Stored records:
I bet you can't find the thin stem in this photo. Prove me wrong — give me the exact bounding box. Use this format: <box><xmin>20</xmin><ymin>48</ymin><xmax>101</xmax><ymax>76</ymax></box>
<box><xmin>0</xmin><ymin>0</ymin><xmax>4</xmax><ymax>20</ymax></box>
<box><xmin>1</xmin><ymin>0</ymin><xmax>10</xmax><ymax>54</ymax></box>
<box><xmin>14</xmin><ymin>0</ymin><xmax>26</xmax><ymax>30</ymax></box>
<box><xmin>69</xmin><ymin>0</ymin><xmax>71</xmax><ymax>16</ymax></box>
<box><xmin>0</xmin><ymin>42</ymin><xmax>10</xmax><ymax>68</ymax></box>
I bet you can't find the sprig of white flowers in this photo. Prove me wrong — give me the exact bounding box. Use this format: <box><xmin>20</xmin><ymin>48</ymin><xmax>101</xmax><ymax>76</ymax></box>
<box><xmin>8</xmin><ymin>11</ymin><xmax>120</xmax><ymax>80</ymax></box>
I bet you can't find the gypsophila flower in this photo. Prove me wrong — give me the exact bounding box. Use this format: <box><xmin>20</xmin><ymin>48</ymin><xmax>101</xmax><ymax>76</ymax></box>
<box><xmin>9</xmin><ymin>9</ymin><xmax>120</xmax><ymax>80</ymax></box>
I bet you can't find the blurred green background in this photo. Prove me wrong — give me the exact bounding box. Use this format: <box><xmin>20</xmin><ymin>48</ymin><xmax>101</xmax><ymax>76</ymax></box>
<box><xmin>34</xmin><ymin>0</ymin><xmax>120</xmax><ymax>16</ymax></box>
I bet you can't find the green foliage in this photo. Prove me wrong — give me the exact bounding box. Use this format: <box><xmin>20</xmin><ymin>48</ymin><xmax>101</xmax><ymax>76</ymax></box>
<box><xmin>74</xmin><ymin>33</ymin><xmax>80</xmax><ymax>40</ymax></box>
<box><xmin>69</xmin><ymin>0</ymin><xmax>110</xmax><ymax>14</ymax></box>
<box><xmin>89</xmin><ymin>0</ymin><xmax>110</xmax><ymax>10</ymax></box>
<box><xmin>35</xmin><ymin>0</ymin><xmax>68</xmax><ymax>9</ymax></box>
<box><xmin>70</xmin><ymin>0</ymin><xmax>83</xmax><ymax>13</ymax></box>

» Task statement
Starting with the line that contains "I bet you can't find the blurred", copy each line through the end of the data exactly, and leave out all earlier lines.

» Answer space
I bet you can't find the blurred green background in this photo. Prove me wrong — give me the exact bounding box. Use this format: <box><xmin>20</xmin><ymin>48</ymin><xmax>101</xmax><ymax>76</ymax></box>
<box><xmin>34</xmin><ymin>0</ymin><xmax>120</xmax><ymax>16</ymax></box>
I bet you can't find the green foliage in this photo. Prove me wrong — give me the exact bounding box. Use this format: <box><xmin>20</xmin><ymin>48</ymin><xmax>101</xmax><ymax>76</ymax></box>
<box><xmin>74</xmin><ymin>33</ymin><xmax>80</xmax><ymax>40</ymax></box>
<box><xmin>69</xmin><ymin>0</ymin><xmax>110</xmax><ymax>14</ymax></box>
<box><xmin>89</xmin><ymin>0</ymin><xmax>110</xmax><ymax>10</ymax></box>
<box><xmin>35</xmin><ymin>0</ymin><xmax>68</xmax><ymax>9</ymax></box>
<box><xmin>70</xmin><ymin>0</ymin><xmax>83</xmax><ymax>13</ymax></box>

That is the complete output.